* Written tasks
• a. Reproduce the passage on government deceit from "Whereas working-men who" to "are inevitably caught." word for word.
• b. Name every kind of well-paid employment that the passage on government deceit says educated working-men take up when they desert to the side of the government.
• c. Answer these questions from the passage on government deceit:
(i) A hundred years ago, whom did the uneducated classes blindly obey?
(ii) What does the passage say is laid at the entrances to education?
(iii) What do emperors, kings, and their ministers feel quite sure of?
— Start of Article —
A hundred years ago the uneducated classes, who had no idea of what composed their government, or by what nations they were surrounded, blindly obeyed the local government officials and nobles by whom they were enslaved, and it was sufficient for the government, by bribes and rewards, to remain on good terms with these nobles and officials, in order to squeeze from the people all that was required. Whereas now, when the people can, for the most part, read, know more or less of what their government consists, and what nations surround them; when working-men constantly and easily move from place to place, bringing back information of what is happening in the world - the simple demand that the orders of the government must be accomplished is not sufficient; it is needful as well to cloud those true ideas about life which the people have, and to inculcate unnatural ideas as to the condition of their existence, and the relationship to it of other nations. And so, thanks to the development of literature, reading, and the facilities of travel, governments which have their agents everywhere, by means of statutes, sermons, schools, and the press, inculcate everywhere upon the people the most barbarous and erroneous ideas as to their advantages, the relationship of nations, their qualities and intentions; and the people, so crushed by labour that they have neither the time nor the power to understand the significance or test the truth of the ideas which are forced upon them or of the demands made upon them in the name of their welfare, put themselves unmurmuringly under the yoke.

Whereas working-men who have freed themselves from unremitting labour and become educated, and who have, therefore, it might be supposed, the power of seeing through the fraud which is practised upon them, are subjected to such a coercion of threats, bribes, and all the hypnotic influence of governments, that, almost without exception, they desert to the side of the government, and by entering some well-paid and profitable employment, as priest, schoolmaster, officer, or functionary, become participators in spreading the deceit which is destroying their comrades. It is as if nets were laid at the entrances to education, in which those who by some means or other escape from the masses bowed down by labour, are inevitably caught.

At first, when one understands the cruelty of all this deceit, one feels indignant in spite of oneself against those who from personal ambition or greedy advantage propagate this cruel fraud which destroys the souls as well as the bodies of men, and one feels inclined to accuse them of a sly craftiness; but the fact is that they are deceitful with no wish to deceive, but because they cannot be otherwise. And they deceive, not like Machiavellians, but with no consciousness of their deceit, and usually with the naive assurance that they are doing something excellent and elevated, a view in which they are persistently encouraged by the sympathy and approval of all who surround them.
It is true that, being dimly aware that on this fraud is founded their power and advantageous position, they are unconsciously drawn toward it; but their action is not based on any desire to delude the people, but because they believe it to be of service to the people.

Thus emperors, kings, and their ministers, with all their coronations, manoeuvres, reviews, visiting one another, dressing up in various uniforms, going from place to place, and deliberating with serious faces as to how they may keep peace between nations supposed to be inimical to each other - nations who would never dream of quarrelling - feel quite sure that what they are doing is very reasonable and useful.
— End of Article —
— Start of Given information —
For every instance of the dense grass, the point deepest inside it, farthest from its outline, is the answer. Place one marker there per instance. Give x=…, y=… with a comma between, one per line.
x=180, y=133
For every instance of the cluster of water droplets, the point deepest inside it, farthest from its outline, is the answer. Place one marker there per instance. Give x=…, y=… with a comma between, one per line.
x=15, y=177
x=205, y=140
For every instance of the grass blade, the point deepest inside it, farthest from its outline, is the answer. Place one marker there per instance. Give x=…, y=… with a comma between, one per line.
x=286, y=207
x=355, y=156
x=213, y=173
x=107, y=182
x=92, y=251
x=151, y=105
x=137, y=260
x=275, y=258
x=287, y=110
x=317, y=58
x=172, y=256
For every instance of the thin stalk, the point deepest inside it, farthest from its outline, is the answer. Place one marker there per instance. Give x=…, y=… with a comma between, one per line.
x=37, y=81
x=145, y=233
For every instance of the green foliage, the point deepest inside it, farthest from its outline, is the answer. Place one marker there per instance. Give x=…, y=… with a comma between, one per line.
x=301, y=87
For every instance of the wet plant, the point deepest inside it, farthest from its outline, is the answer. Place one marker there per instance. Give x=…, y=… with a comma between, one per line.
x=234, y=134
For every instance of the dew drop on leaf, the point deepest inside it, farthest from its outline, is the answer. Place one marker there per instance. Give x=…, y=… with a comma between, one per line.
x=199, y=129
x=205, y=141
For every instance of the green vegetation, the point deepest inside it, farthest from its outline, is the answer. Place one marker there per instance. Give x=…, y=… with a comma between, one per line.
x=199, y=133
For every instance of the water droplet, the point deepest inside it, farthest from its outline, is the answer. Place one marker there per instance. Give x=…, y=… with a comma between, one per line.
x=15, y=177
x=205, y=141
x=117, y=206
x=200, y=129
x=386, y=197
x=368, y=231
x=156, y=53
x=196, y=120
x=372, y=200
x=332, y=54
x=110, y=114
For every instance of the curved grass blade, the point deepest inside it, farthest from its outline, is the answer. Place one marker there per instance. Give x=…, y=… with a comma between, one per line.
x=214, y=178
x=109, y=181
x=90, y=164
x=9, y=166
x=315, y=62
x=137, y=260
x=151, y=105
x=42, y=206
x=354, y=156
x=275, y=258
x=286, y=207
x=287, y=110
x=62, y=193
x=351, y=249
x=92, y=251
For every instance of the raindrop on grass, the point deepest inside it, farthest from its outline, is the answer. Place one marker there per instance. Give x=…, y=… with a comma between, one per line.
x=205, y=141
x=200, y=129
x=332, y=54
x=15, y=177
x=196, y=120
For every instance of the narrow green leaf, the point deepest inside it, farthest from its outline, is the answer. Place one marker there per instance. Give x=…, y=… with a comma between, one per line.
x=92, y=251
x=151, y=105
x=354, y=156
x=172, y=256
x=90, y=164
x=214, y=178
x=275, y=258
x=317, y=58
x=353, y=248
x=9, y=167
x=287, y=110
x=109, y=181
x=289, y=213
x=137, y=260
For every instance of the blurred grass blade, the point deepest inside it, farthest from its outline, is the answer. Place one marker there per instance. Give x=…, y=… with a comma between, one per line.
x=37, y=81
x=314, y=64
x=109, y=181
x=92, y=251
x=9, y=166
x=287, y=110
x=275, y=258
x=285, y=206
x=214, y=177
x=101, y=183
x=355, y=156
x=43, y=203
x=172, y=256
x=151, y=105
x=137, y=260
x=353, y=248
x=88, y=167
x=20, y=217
— End of Given information —
* The results
• a.
Whereas working-men who have freed themselves from unremitting labour and become educated, and who have, therefore, it might be supposed, the power of seeing through the fraud which is practised upon them, are subjected to such a coercion of threats, bribes, and all the hypnotic influence of governments, that, almost without exception, they desert to the side of the government, and by entering some well-paid and profitable employment, as priest, schoolmaster, officer, or functionary, become participators in spreading the deceit which is destroying their comrades. It is as if nets were laid at the entrances to education, in which those who by some means or other escape from the masses bowed down by labour, are inevitably caught.

• b. Priest, schoolmaster, officer, functionary

• c.
(i) The local government officials and nobles by whom they were enslaved.
(ii) Nets.
(iii) That what they are doing is very reasonable and useful.